**TASK PROMPT**
Rewrite the material below as a Markdown table with the columns Row and Line, one numbered row per line and no rows for blank lines. Leave the pictures out.
*****
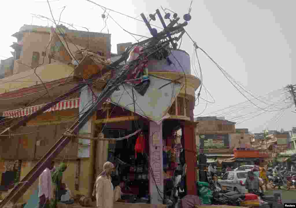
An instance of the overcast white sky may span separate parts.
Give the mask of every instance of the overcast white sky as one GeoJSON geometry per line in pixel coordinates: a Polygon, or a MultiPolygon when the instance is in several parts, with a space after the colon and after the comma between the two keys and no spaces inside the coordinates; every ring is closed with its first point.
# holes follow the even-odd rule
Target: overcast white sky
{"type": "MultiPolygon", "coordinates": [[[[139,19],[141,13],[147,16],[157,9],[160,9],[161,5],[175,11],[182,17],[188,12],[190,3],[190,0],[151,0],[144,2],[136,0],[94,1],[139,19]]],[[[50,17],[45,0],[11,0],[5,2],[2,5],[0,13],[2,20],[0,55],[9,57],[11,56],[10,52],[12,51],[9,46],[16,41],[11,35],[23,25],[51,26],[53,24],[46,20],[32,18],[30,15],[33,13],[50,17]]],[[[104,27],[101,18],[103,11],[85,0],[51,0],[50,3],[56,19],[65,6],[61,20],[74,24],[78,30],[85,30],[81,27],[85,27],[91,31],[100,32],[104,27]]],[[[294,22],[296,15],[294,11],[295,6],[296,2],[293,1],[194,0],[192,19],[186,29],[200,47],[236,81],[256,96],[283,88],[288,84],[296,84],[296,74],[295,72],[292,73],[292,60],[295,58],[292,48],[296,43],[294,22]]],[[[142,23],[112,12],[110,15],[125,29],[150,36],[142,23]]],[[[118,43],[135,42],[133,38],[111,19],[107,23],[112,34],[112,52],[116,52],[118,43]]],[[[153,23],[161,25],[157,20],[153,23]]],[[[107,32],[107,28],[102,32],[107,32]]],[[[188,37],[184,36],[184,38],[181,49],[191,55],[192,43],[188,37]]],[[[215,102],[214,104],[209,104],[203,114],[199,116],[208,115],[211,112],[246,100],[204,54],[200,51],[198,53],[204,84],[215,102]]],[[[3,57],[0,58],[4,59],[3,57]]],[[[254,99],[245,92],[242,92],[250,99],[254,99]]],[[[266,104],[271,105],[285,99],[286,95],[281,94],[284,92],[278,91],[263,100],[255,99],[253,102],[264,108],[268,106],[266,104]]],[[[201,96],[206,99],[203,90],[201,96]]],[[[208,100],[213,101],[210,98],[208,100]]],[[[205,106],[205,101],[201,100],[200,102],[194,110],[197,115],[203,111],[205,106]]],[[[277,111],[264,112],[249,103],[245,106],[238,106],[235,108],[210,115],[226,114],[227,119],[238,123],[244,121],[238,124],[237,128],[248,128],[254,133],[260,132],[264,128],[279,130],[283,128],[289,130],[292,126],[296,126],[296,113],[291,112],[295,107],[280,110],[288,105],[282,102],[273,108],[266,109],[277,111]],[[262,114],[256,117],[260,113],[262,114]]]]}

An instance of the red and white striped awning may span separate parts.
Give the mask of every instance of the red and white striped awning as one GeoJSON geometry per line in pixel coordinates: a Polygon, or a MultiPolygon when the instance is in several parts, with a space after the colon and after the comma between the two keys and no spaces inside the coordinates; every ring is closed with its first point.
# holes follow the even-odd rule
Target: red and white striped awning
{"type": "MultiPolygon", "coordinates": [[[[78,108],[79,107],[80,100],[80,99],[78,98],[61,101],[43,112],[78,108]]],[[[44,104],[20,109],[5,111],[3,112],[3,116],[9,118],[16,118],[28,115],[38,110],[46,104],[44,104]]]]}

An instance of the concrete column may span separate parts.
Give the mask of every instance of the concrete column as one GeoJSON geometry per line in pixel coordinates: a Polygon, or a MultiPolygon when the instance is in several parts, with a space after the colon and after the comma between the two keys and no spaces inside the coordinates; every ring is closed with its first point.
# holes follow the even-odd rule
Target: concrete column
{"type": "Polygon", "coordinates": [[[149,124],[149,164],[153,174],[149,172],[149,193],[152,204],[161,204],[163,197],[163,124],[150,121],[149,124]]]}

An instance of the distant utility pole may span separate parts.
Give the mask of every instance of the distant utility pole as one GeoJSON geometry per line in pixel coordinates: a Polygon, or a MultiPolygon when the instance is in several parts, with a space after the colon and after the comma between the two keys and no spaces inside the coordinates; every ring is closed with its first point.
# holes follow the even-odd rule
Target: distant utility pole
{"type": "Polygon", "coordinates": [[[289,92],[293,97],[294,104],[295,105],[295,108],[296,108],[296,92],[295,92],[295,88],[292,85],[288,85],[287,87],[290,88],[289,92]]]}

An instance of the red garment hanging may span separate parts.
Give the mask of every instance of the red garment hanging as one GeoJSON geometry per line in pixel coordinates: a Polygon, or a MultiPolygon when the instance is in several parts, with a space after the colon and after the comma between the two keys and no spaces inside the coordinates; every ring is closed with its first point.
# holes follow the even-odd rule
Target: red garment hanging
*****
**OUTPUT FOR THIS TASK**
| Row | Line |
|---|---|
| 1 | An instance of the overcast white sky may span separate parts. |
| 2 | Give the mask of every instance of the overcast white sky as one GeoJSON geometry per line in pixel coordinates: a Polygon, or a MultiPolygon when the instance is in several parts, with a space after the colon and after the comma between the two keys and no spaces inside the coordinates; every ring is closed with its first point. |
| 3 | # holes follow the even-odd rule |
| 4 | Target: overcast white sky |
| 5 | {"type": "MultiPolygon", "coordinates": [[[[139,19],[141,13],[147,16],[157,9],[160,9],[161,5],[175,11],[182,17],[188,12],[190,3],[190,0],[151,0],[144,2],[136,0],[94,1],[139,19]]],[[[50,17],[45,0],[11,0],[5,2],[2,5],[0,13],[2,20],[0,55],[9,57],[11,56],[10,52],[12,51],[9,46],[16,41],[11,35],[23,25],[51,26],[53,24],[46,20],[32,18],[30,15],[33,13],[50,17]]],[[[104,27],[101,18],[103,11],[85,0],[51,0],[50,3],[56,19],[65,6],[61,20],[74,24],[78,30],[85,30],[81,27],[85,27],[91,31],[100,32],[104,27]]],[[[294,22],[296,15],[294,11],[295,6],[296,2],[293,1],[194,0],[192,19],[186,29],[200,47],[236,81],[256,96],[283,88],[288,84],[296,84],[296,74],[295,72],[292,73],[292,60],[295,58],[292,48],[296,43],[294,22]]],[[[142,23],[112,12],[110,15],[125,29],[150,36],[142,23]]],[[[118,43],[135,42],[133,38],[111,19],[107,23],[112,34],[112,52],[116,52],[118,43]]],[[[153,23],[161,25],[157,20],[153,23]]],[[[107,32],[107,28],[102,32],[107,32]]],[[[188,37],[184,36],[184,38],[181,49],[191,55],[192,43],[188,37]]],[[[215,102],[214,104],[209,104],[203,114],[199,116],[208,115],[211,112],[246,100],[204,54],[200,51],[198,53],[204,84],[215,102]]],[[[3,57],[0,58],[4,59],[3,57]]],[[[254,99],[245,92],[242,92],[250,99],[254,99]]],[[[266,104],[271,105],[285,99],[286,95],[281,94],[284,92],[278,91],[263,100],[255,99],[253,102],[264,108],[268,106],[266,104]]],[[[201,96],[206,99],[203,90],[201,96]]],[[[208,100],[213,101],[210,98],[208,100]]],[[[205,106],[205,101],[201,100],[200,102],[194,110],[197,115],[203,111],[205,106]]],[[[277,111],[264,112],[249,103],[245,106],[238,106],[235,108],[210,115],[226,114],[227,119],[238,123],[244,121],[238,124],[237,128],[248,128],[254,133],[260,132],[264,128],[279,130],[283,128],[289,130],[292,126],[296,126],[296,113],[291,112],[295,107],[280,110],[288,105],[282,102],[273,108],[266,109],[277,111]],[[262,114],[256,117],[260,113],[262,114]]]]} |
| 6 | An instance of the red and white striped awning may span separate parts. |
| 7 | Give the mask of every instance of the red and white striped awning as one GeoJSON geometry per line in pixel coordinates: a Polygon, or a MultiPolygon when the instance is in several parts, with a space after the colon and after the comma between the two keys and no spaces inside the coordinates; every ring is closed with its first point. |
| 8 | # holes follow the even-odd rule |
| 9 | Target: red and white striped awning |
| 10 | {"type": "MultiPolygon", "coordinates": [[[[78,108],[79,107],[80,100],[80,99],[78,98],[61,101],[43,112],[78,108]]],[[[44,104],[20,109],[5,111],[3,112],[3,116],[9,118],[16,118],[28,115],[38,110],[46,104],[44,104]]]]} |
| 11 | An instance of the concrete column may span separate parts. |
| 12 | Give the mask of every instance of the concrete column as one GeoJSON geometry per line in pixel coordinates: a Polygon, or a MultiPolygon when the instance is in several parts, with a space after the colon and after the comma between the two keys and no spaces inside the coordinates; every ring is closed with its first point. |
| 13 | # holes follow the even-odd rule |
| 14 | Target: concrete column |
| 15 | {"type": "Polygon", "coordinates": [[[149,124],[149,164],[153,174],[149,172],[149,193],[152,204],[161,204],[163,197],[163,124],[150,121],[149,124]]]} |
| 16 | An instance of the distant utility pole may span separate parts. |
| 17 | Give the mask of every instance of the distant utility pole as one GeoJSON geometry per line in pixel coordinates: a Polygon, or a MultiPolygon when the instance is in several parts, with a space after the colon and after the comma between the two keys and no spaces inside the coordinates; every ring is closed with its first point. |
| 18 | # holes follow the even-odd rule |
| 19 | Target: distant utility pole |
| 20 | {"type": "Polygon", "coordinates": [[[289,92],[293,97],[294,104],[295,105],[295,108],[296,108],[296,92],[295,92],[295,88],[292,85],[288,85],[287,87],[290,88],[289,92]]]} |
| 21 | An instance of the red garment hanging may span separate parts. |
| 22 | Give the mask of every instance of the red garment hanging as one GeoJSON geometry per line in pixel coordinates: a Polygon, or a MultiPolygon when the instance is in several parts, with a space after the colon and after the comma between the two keys and no spaces inside the coordinates; every ring is closed with its first point. |
| 23 | # holes follow the even-odd rule |
| 24 | Target: red garment hanging |